» **What this exercise asks**:
A – In the passage about Freddie Figgers, who adopted Figgers when he was two months old?
B – Using the passage about Freddie Figgers, explain why Figgers and his father bought a used Macintosh at Goodwill.

How we start our lives often dictates our success in later life. Being born with a silver spoon in hand will give you a better chance at leading a successful life. But there are always some exceptions, like computer programmer, inventor, and African American entrepreneur Freddie Figgers.
The 29-year-old's life didn't start out easy, and after being born in Quincy, Florida, he was found abandoned in a dumpster. At just two months old, Figgers was adopted by Nathan and Betty Figgers, an older couple.
Figgers became obsessed with technology when his father bought him a broken computer from Goodwill. At only nine-years-old, he wouldn't rest until he had managed to fix the computer.
“I always wanted a computer but we really couldn’t afford it. So, me and my dad went to a little store called Goodwill and purchased a used 1989 Macintosh,” said Figgers told the Los Angeles Sentinel.
“I tinkered around with it for a few weeks and ended up taking parts off of a radio and sorting them into the computer board. I got it back to working and I currently have that computer today.”

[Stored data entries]
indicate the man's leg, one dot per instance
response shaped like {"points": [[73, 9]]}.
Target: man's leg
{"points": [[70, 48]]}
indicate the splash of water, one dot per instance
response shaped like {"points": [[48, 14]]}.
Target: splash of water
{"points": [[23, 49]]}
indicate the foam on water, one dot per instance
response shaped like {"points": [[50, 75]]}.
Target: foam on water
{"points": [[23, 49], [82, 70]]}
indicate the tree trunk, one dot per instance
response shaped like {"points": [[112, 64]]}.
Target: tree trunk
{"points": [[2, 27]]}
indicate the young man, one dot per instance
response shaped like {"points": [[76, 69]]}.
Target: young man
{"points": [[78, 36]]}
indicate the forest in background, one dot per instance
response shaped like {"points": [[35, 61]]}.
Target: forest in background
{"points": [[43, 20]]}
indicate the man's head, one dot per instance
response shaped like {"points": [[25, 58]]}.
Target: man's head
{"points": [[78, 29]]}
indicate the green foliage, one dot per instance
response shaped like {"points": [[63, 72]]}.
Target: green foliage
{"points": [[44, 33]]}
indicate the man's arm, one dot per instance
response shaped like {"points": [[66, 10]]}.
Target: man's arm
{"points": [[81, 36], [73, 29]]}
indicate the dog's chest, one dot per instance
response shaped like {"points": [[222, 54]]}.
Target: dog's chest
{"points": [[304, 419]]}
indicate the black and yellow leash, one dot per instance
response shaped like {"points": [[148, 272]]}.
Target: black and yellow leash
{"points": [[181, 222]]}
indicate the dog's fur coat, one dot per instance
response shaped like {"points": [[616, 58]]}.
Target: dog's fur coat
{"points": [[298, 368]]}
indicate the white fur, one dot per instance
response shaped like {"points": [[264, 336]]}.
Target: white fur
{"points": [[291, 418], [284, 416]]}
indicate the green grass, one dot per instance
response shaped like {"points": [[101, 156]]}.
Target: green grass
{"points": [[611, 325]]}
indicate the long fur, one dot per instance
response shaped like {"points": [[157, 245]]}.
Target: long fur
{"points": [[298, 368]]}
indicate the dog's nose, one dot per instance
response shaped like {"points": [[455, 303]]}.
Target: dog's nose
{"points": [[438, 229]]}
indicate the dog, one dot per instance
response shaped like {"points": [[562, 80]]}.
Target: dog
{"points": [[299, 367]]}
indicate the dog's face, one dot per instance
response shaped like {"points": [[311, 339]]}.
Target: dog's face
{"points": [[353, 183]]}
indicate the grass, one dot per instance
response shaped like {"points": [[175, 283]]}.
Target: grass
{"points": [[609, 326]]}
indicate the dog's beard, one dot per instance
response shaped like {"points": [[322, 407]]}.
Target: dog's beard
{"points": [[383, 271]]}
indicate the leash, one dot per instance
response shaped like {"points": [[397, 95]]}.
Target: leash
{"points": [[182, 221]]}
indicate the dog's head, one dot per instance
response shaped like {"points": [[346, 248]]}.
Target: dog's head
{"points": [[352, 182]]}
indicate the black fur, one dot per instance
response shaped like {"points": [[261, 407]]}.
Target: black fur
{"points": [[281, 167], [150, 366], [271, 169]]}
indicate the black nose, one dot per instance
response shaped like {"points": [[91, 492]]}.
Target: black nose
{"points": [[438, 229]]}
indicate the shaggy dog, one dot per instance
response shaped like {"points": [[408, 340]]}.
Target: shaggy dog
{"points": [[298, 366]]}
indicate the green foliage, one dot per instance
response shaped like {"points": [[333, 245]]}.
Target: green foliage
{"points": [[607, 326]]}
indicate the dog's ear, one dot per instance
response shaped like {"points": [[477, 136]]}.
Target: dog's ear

» **Exercise results**:
A – Nathan and Betty Figgers, an older couple, adopted him.

B – Figgers had always wanted a computer, but the family could not afford one. So he and his father went to Goodwill and bought a used 1989 Macintosh.